Art contemporain

Des canots de migrants à l'assaut des palais Renaissance : Ai Weiwei est à Florence

Par LeJournaldesArts.fr (avec AFP) · lejournaldesarts.fr

Le 22 septembre 2016 - 653 mots

FLORENCE (ITALIE) [22.09.16] - Des canots pneumatiques orange accrochés à la façade d'un palais Renaissance: l'artiste chinois dissident Ai Weiwei est à Florence pour dénoncer à sa manière le calvaire des migrants, à l'occasion d'une grande exposition rétrospective.

"J'ai visité des dizaines de camps de réfugiés, en Grèce, en Turquie, en Syrie, en Israël ou dans la bande de Gaza, et j'ai parlé avec tous ces gens", explique Ai Weiwei, 59 ans.

"Ceux qui se battent pour leur liberté sont les héros d'aujourd'hui et mon travail n'est que de leur dire le profond respect que j'ai pour eux", a déclaré l'artiste.

Baptisée "Ai Weiwei libero" ("Ai Weiwei libre") et présentée comme la plus grande rétrospective de son oeuvre à ce jour, son exposition ouvre vendredi et se poursuivra jusqu'au 22 janvier dans le prestigieux palais Strozzi, au coeur de la capitale toscane.

Elle propose un parcours parmi une soixantaine d'oeuvres, installations monumentales, sculptures ou photographies de l'artiste chinois contemporain le plus médiatique... et le plus contesté.

Mais c'est avant même d'entrer dans le palais que le visiteur se retrouve interpellé par l'artiste, qui a aligné sur les façades de ce joyau architectural de la Renaissance italienne un total de 22 canots orange encadrant les fenêtres du deuxième étage.

Autant de symboles de la tragédie des réfugiés qui risquent encore leur vie par milliers chaque semaine sur des embarcations de fortune en Méditerranée.

Intitulée "Reframe" ("recadrer" en anglais), l'installation se veut, au-delà du geste artistique, une dénonciation, une revendication politique. "Si j'ai choisi Florence pour cette exposition, c'est aussi parce que l'Italie est le pays qui accueille le mieux les réfugiés. Jamais elle ne les rejette comme c'est le cas pour d'autres nations", a affirmé l'artiste au visage rond et à la barbe poivre et sel.

== Petite consigne 1 ==
Dans l'article sur l'exposition d'Ai Weiwei à Florence, reprenez sous forme de liste le paragraphe qui commence par « Baptisée ». Gardez-en les faits principaux.
== Petite consigne 2 ==
D'après l'article sur l'exposition d'Ai Weiwei à Florence, combien de canots orange ont été alignés sur les façades du palais ?

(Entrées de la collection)
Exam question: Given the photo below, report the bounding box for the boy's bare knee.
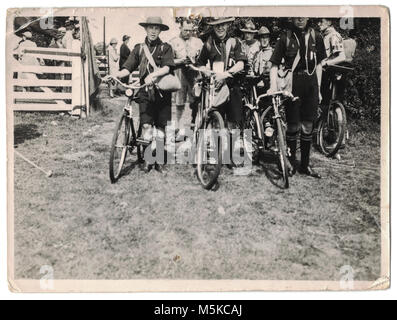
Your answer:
[302,121,313,134]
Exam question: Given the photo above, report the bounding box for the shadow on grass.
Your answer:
[14,124,41,146]
[259,152,285,190]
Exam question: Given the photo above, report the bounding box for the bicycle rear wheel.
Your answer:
[317,101,346,157]
[109,112,142,183]
[244,107,265,163]
[197,111,225,190]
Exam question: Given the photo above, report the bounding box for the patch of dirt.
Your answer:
[14,104,380,280]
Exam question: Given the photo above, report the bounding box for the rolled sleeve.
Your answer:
[121,44,140,73]
[234,39,248,62]
[160,44,175,69]
[269,35,287,66]
[316,32,327,63]
[197,45,209,67]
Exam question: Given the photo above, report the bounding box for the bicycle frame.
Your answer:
[194,75,215,143]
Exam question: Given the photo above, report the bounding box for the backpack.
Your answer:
[343,38,357,62]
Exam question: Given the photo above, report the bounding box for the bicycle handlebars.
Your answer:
[256,91,299,105]
[102,76,150,90]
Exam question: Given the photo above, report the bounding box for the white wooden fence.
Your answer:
[11,42,90,115]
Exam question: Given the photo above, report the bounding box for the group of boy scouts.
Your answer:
[105,17,344,178]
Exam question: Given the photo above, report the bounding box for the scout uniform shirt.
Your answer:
[119,43,131,69]
[123,38,175,84]
[170,37,203,63]
[241,40,260,72]
[270,28,326,74]
[197,36,247,70]
[324,27,344,58]
[254,46,273,75]
[170,36,203,86]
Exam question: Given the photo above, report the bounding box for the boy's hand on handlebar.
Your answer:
[102,74,114,83]
[266,87,277,94]
[215,71,233,81]
[145,73,157,84]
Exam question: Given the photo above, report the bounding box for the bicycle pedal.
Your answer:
[136,138,151,146]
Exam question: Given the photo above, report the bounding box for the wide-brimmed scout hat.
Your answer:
[139,17,170,31]
[207,17,236,26]
[258,27,270,36]
[240,21,258,33]
[22,31,33,39]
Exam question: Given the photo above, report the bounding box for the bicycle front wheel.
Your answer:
[276,119,289,189]
[317,101,346,157]
[109,112,135,183]
[197,111,225,190]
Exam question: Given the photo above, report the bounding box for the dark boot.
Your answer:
[298,132,321,179]
[287,133,298,175]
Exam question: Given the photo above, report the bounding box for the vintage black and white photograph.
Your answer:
[6,6,390,292]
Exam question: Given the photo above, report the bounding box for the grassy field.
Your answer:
[15,92,381,280]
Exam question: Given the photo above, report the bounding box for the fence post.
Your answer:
[71,41,84,116]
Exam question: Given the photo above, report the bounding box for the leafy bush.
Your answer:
[187,17,381,123]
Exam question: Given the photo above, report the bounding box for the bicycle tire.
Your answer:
[316,101,347,157]
[109,112,131,183]
[244,107,265,163]
[197,111,225,190]
[276,119,289,189]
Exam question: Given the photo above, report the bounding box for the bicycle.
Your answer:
[189,65,225,190]
[314,65,353,157]
[256,91,299,189]
[242,75,265,163]
[104,77,148,183]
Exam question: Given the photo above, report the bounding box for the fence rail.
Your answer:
[11,42,89,115]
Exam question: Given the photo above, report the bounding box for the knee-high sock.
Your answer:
[301,132,313,168]
[286,132,298,161]
[175,105,185,129]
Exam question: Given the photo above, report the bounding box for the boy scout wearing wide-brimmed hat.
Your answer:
[197,18,247,142]
[254,26,273,79]
[270,17,326,178]
[108,17,175,172]
[240,20,260,74]
[170,20,203,136]
[119,34,131,84]
[139,17,170,31]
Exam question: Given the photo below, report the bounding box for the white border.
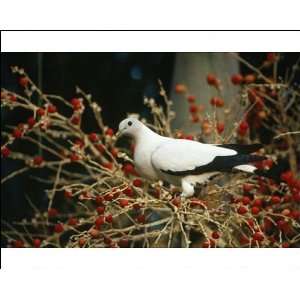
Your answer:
[1,31,300,52]
[0,0,299,30]
[0,249,300,300]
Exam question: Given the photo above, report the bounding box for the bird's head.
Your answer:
[117,117,144,137]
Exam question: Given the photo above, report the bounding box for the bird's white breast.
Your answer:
[134,140,159,180]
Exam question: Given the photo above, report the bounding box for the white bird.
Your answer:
[118,117,266,197]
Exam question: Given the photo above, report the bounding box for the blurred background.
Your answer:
[1,53,299,244]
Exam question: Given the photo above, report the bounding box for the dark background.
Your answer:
[1,53,299,244]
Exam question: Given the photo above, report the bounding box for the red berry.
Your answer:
[189,104,198,114]
[238,121,249,136]
[271,196,281,204]
[95,195,104,205]
[202,239,216,248]
[210,97,224,107]
[110,148,119,157]
[267,52,277,63]
[103,236,112,245]
[262,159,273,169]
[132,178,143,187]
[96,206,105,215]
[217,122,225,134]
[251,206,260,215]
[88,228,100,238]
[136,215,146,224]
[104,193,114,201]
[13,240,25,248]
[105,215,113,223]
[242,196,251,205]
[96,144,105,153]
[54,223,64,233]
[68,218,78,226]
[211,231,220,240]
[237,206,248,215]
[36,108,45,117]
[27,117,36,128]
[281,242,290,248]
[71,98,82,110]
[123,186,134,197]
[280,171,294,183]
[206,74,220,87]
[70,153,80,162]
[13,128,23,139]
[118,238,129,248]
[216,98,225,107]
[247,219,255,228]
[123,163,135,174]
[184,134,194,141]
[293,190,300,202]
[47,104,57,114]
[192,115,200,123]
[1,146,10,157]
[291,210,300,220]
[78,238,86,248]
[240,234,250,245]
[89,132,99,143]
[231,74,244,85]
[175,83,186,94]
[244,74,256,84]
[48,207,58,218]
[71,116,80,125]
[19,76,29,88]
[252,198,263,207]
[9,94,17,102]
[102,162,113,170]
[33,156,44,166]
[252,232,264,242]
[187,95,196,103]
[119,199,129,207]
[33,239,42,248]
[95,216,105,229]
[105,128,114,136]
[243,183,254,193]
[172,197,181,207]
[133,203,142,210]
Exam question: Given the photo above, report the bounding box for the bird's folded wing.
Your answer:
[151,140,237,175]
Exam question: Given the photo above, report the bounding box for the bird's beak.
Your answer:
[116,130,123,139]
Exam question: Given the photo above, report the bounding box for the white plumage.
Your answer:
[119,118,264,197]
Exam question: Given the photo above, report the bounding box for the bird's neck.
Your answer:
[134,126,164,144]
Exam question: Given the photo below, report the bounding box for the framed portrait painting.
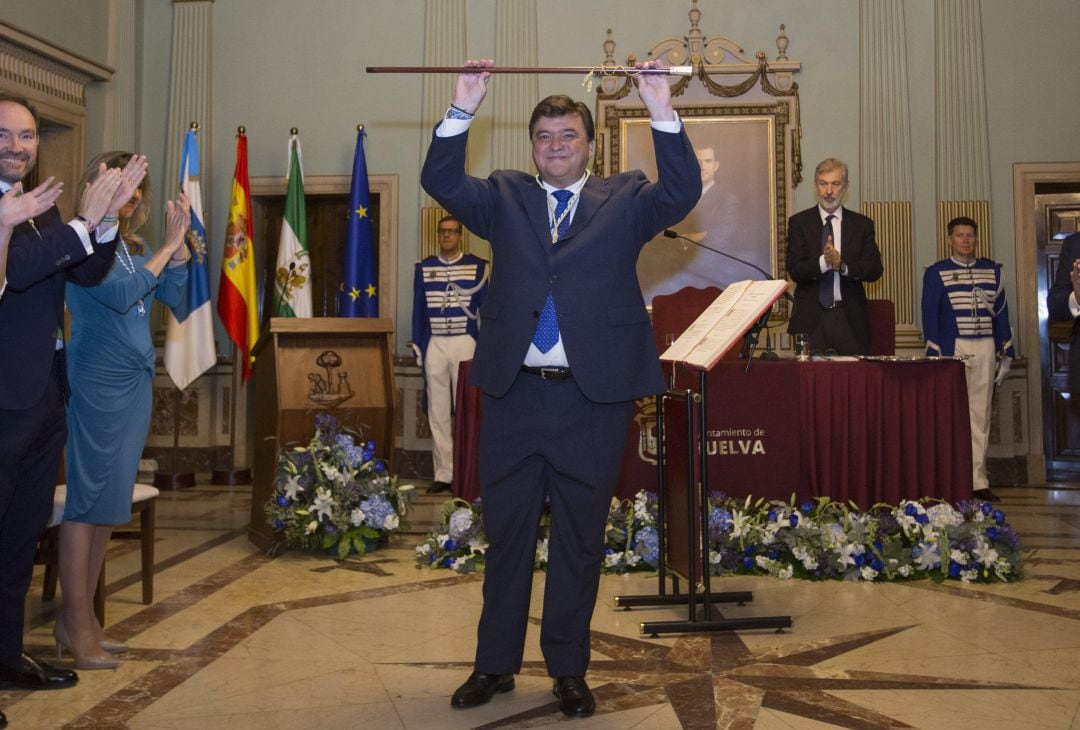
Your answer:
[603,102,789,305]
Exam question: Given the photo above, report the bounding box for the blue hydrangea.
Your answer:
[634,527,660,566]
[360,495,396,530]
[708,506,731,540]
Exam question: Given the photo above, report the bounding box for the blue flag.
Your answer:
[165,130,217,390]
[338,129,379,316]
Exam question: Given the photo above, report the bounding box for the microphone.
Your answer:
[664,228,791,285]
[270,261,296,316]
[664,228,795,358]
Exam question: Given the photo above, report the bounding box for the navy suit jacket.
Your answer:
[420,122,701,403]
[0,206,117,410]
[787,205,883,352]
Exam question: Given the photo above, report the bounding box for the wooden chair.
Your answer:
[35,484,161,625]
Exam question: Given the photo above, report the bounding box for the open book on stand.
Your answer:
[660,279,787,370]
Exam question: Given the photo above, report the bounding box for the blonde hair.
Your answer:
[77,150,150,254]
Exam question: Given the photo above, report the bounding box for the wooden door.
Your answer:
[1035,192,1080,481]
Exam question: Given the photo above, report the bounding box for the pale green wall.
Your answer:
[8,0,1080,354]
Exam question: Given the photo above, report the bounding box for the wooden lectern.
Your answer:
[247,317,394,550]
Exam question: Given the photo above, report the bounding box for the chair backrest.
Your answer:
[867,299,896,355]
[652,286,724,352]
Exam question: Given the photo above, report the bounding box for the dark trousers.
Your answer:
[810,303,867,355]
[0,353,67,666]
[475,374,634,677]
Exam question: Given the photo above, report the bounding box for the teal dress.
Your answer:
[64,243,188,525]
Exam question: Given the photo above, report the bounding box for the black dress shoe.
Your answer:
[551,677,596,717]
[0,652,79,689]
[450,672,514,708]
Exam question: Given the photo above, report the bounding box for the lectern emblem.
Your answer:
[308,350,353,408]
[634,398,659,465]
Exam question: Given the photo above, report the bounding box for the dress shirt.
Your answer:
[818,205,848,301]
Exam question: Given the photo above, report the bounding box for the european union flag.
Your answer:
[338,127,379,316]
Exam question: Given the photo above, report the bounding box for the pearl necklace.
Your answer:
[117,241,146,316]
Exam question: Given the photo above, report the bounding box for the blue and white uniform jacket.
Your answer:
[413,254,487,353]
[922,257,1016,357]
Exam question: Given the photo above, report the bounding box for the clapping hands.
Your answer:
[162,192,191,262]
[0,177,64,229]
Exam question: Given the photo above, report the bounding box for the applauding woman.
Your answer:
[53,152,190,670]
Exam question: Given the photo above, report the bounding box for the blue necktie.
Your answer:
[818,215,836,309]
[532,190,573,352]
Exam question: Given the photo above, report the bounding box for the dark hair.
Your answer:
[529,94,596,141]
[0,92,41,133]
[946,216,978,235]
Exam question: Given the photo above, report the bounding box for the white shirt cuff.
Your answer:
[435,119,472,137]
[650,111,683,134]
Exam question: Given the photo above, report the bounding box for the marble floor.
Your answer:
[0,485,1080,730]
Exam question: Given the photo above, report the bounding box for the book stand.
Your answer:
[615,282,792,638]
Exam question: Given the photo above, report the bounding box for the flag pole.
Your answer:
[211,124,257,487]
[210,341,252,487]
[153,122,199,489]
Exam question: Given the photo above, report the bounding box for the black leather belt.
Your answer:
[522,365,573,380]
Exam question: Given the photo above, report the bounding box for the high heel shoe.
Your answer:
[53,623,120,670]
[54,617,127,654]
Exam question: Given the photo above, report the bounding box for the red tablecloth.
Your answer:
[454,361,972,509]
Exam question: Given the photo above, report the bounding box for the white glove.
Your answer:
[994,356,1012,386]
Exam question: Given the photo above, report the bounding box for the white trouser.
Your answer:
[423,335,476,484]
[956,337,997,489]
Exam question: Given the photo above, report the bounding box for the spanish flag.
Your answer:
[217,127,259,382]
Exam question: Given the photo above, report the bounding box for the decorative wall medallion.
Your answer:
[308,350,354,408]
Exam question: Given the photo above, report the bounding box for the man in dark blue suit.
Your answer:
[0,94,146,689]
[421,62,701,717]
[787,158,883,355]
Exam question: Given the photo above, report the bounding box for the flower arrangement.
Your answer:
[417,491,1023,582]
[416,499,487,573]
[265,413,413,559]
[708,494,1023,582]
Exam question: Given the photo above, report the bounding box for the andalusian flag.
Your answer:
[217,127,259,382]
[273,134,311,316]
[338,126,379,316]
[165,129,217,390]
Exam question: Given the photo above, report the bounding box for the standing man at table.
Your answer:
[787,158,882,355]
[1047,233,1080,393]
[0,93,146,689]
[421,60,701,717]
[922,216,1016,499]
[409,216,488,494]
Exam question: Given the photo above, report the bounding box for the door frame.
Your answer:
[1013,162,1080,486]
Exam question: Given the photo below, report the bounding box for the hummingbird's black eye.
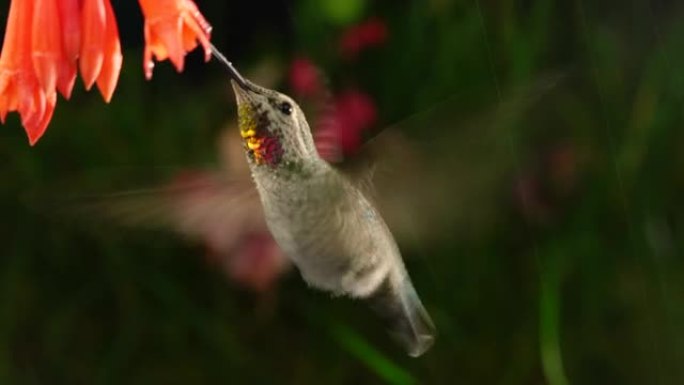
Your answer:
[278,102,292,115]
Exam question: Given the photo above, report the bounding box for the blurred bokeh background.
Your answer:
[0,0,684,385]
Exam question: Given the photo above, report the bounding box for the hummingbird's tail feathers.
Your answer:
[367,278,436,357]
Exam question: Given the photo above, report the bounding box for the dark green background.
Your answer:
[0,0,684,385]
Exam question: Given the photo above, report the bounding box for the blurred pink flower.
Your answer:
[314,89,377,161]
[170,166,288,293]
[339,18,388,59]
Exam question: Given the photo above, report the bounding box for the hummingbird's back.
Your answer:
[254,163,434,356]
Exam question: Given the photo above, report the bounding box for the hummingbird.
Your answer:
[212,46,435,357]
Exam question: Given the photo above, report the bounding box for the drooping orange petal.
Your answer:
[0,0,56,144]
[57,0,81,99]
[57,49,77,100]
[183,0,212,61]
[57,0,81,61]
[24,91,57,146]
[31,0,63,93]
[79,0,106,90]
[138,0,211,79]
[97,1,123,103]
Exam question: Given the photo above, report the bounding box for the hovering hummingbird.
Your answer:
[212,47,435,357]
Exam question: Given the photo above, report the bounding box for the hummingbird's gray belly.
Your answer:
[260,173,404,297]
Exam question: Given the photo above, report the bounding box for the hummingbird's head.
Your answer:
[232,78,318,167]
[211,45,318,168]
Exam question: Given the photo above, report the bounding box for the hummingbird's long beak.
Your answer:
[209,43,251,89]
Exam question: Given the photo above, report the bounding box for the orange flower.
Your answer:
[0,0,211,145]
[138,0,211,79]
[79,0,123,103]
[0,0,57,145]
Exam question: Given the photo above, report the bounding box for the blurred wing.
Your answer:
[75,171,265,239]
[335,74,563,244]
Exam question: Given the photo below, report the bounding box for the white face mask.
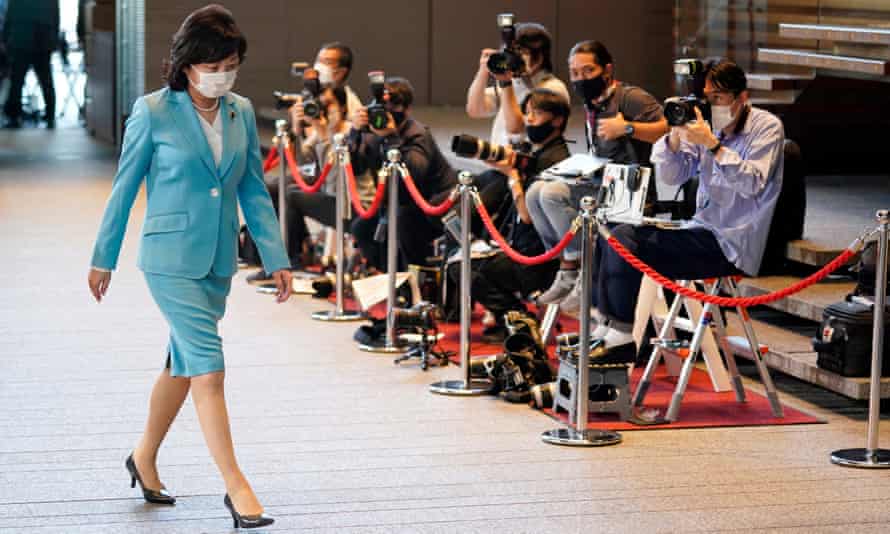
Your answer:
[189,68,238,98]
[711,106,735,133]
[312,63,334,87]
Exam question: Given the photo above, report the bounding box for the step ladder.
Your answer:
[633,277,784,422]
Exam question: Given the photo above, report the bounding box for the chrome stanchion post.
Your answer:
[831,210,890,469]
[312,134,364,322]
[359,148,408,354]
[275,120,290,264]
[256,120,293,293]
[541,197,621,447]
[430,171,491,396]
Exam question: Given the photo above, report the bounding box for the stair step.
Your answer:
[747,72,816,91]
[779,23,890,45]
[727,312,890,400]
[739,276,856,321]
[785,239,855,267]
[757,48,890,76]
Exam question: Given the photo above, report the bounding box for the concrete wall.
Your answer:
[145,0,673,106]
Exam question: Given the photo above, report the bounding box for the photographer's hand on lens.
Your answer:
[272,269,293,303]
[87,269,111,302]
[596,112,627,141]
[679,108,718,148]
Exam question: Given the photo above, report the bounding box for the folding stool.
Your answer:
[633,277,783,422]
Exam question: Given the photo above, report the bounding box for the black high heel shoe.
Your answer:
[223,493,275,528]
[124,453,176,504]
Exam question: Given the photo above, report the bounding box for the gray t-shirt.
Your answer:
[586,82,664,164]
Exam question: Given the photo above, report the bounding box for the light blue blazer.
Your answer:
[92,88,290,279]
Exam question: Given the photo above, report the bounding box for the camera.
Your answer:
[451,134,537,175]
[272,61,322,119]
[368,70,389,130]
[390,300,438,331]
[664,59,711,126]
[487,13,525,77]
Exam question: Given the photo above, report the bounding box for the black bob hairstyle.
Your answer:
[163,4,247,91]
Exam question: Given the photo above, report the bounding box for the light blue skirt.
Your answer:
[144,273,232,376]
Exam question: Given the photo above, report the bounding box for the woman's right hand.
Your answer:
[87,269,111,302]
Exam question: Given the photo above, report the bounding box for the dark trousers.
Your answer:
[448,252,559,324]
[3,50,56,121]
[592,224,743,323]
[351,201,447,271]
[266,181,338,267]
[349,212,387,271]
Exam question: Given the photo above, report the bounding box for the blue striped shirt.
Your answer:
[651,108,785,275]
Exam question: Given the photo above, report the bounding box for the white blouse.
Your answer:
[198,110,222,167]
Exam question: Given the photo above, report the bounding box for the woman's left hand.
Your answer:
[272,269,294,303]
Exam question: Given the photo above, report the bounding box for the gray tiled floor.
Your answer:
[0,123,890,534]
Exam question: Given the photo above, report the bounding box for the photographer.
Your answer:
[593,57,785,360]
[290,42,362,136]
[466,22,569,145]
[448,89,569,343]
[351,77,457,271]
[528,41,668,314]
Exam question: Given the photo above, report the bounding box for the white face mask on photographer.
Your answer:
[189,67,238,98]
[312,62,334,87]
[711,105,736,134]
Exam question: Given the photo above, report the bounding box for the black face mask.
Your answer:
[572,75,606,108]
[389,111,405,126]
[525,122,556,145]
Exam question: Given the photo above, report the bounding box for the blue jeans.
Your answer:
[525,180,599,261]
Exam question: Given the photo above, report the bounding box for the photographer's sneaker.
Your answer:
[537,269,578,305]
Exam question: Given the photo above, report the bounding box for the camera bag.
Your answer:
[812,297,890,377]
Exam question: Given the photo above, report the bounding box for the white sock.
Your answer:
[600,328,634,347]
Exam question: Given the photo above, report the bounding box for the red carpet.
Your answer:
[334,298,825,431]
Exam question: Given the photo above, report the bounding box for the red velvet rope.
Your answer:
[402,172,455,217]
[606,236,856,308]
[263,145,281,174]
[346,163,386,219]
[476,198,575,265]
[284,143,331,194]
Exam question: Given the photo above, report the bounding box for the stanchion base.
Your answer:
[541,428,621,447]
[430,379,491,397]
[358,338,411,354]
[831,449,890,469]
[312,310,365,322]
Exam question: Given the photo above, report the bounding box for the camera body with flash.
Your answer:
[664,59,711,126]
[368,70,389,130]
[486,13,525,78]
[272,61,322,119]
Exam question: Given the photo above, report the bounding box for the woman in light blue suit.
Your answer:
[89,5,291,528]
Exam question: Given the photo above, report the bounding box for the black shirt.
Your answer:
[350,118,457,206]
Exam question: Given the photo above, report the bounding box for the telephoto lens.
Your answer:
[368,70,389,130]
[664,96,711,126]
[451,134,506,161]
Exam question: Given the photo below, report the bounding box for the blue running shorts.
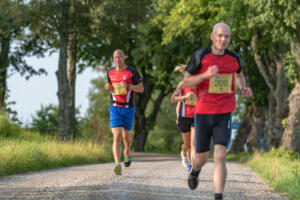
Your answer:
[109,105,134,131]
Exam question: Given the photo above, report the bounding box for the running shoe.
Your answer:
[187,165,192,174]
[124,154,131,167]
[180,151,190,169]
[114,163,122,175]
[188,170,200,190]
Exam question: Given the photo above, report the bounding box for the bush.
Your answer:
[31,104,58,134]
[0,113,20,138]
[31,104,85,138]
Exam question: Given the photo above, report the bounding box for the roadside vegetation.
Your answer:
[227,149,300,200]
[0,114,113,176]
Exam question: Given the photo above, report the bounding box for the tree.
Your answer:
[246,0,300,153]
[31,0,93,140]
[0,0,45,111]
[85,0,190,151]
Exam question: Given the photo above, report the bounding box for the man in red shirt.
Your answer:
[183,23,252,199]
[105,49,144,175]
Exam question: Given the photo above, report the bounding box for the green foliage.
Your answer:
[0,113,20,139]
[81,75,112,144]
[31,104,85,138]
[282,52,299,90]
[226,152,253,163]
[31,104,58,135]
[248,149,300,200]
[0,132,113,176]
[145,95,182,153]
[264,148,300,161]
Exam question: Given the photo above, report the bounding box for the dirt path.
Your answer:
[0,153,287,200]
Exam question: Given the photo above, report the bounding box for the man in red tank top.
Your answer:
[183,23,252,199]
[105,49,144,175]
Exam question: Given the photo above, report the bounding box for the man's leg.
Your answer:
[181,132,191,163]
[181,132,191,168]
[111,127,122,175]
[122,129,132,157]
[190,127,196,168]
[111,127,122,164]
[214,144,227,194]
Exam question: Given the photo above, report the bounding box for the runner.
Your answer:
[171,65,196,173]
[183,23,252,199]
[105,49,144,175]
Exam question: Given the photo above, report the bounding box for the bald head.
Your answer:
[213,22,230,34]
[113,49,124,56]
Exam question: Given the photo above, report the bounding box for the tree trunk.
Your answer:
[230,105,253,153]
[251,35,289,148]
[281,27,300,154]
[247,102,266,153]
[56,1,71,140]
[66,33,77,137]
[0,37,10,111]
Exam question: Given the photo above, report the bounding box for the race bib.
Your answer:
[208,74,232,94]
[113,83,127,95]
[185,96,196,106]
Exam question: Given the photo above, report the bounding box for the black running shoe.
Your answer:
[188,172,199,190]
[124,155,131,167]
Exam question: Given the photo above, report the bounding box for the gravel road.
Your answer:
[0,153,287,200]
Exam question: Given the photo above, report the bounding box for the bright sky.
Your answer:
[7,53,100,124]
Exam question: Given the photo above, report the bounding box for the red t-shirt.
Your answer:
[107,66,142,108]
[179,88,196,118]
[186,48,241,114]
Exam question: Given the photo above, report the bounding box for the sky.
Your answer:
[7,53,100,124]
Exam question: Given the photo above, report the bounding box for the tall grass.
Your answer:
[0,112,113,176]
[248,149,300,200]
[0,139,112,176]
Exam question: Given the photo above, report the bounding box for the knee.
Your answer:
[182,143,191,150]
[114,135,122,144]
[214,151,226,164]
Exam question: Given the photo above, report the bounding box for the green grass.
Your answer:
[0,131,113,176]
[248,150,300,200]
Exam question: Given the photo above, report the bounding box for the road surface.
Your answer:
[0,153,287,200]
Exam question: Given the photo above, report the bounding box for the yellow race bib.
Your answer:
[185,96,196,106]
[208,74,232,94]
[113,83,127,95]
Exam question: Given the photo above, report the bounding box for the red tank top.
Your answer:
[107,66,142,108]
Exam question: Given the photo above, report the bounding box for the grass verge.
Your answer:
[227,149,300,200]
[0,137,113,176]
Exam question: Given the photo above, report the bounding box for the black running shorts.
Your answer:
[178,116,194,133]
[195,113,231,153]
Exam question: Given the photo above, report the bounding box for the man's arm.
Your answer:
[171,81,191,103]
[128,82,144,93]
[183,65,219,87]
[235,71,252,97]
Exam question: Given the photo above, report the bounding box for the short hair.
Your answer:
[174,64,187,73]
[213,22,231,33]
[113,49,125,56]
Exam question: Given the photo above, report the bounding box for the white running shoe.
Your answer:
[180,151,190,169]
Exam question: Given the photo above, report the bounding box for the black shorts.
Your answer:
[195,113,231,153]
[178,117,194,133]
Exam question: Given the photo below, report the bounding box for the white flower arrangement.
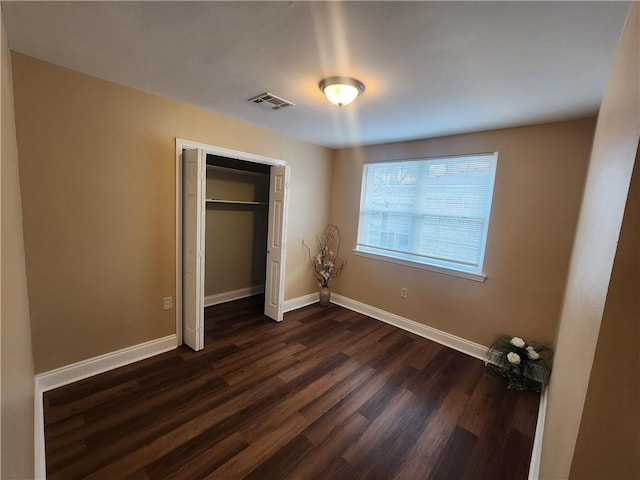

== Réponse rédigée 1 ==
- Nom de l'exposition : « Ai Weiwei libero » (« Ai Weiwei libre »)
- Présentée comme la plus grande rétrospective de son œuvre à ce jour
- Ouverture vendredi, jusqu'au 22 janvier
- Lieu : le palais Strozzi, au cœur de la capitale toscane

== Réponse rédigée 2 ==
Il y en a 22, qui encadrent les fenêtres du deuxième étage.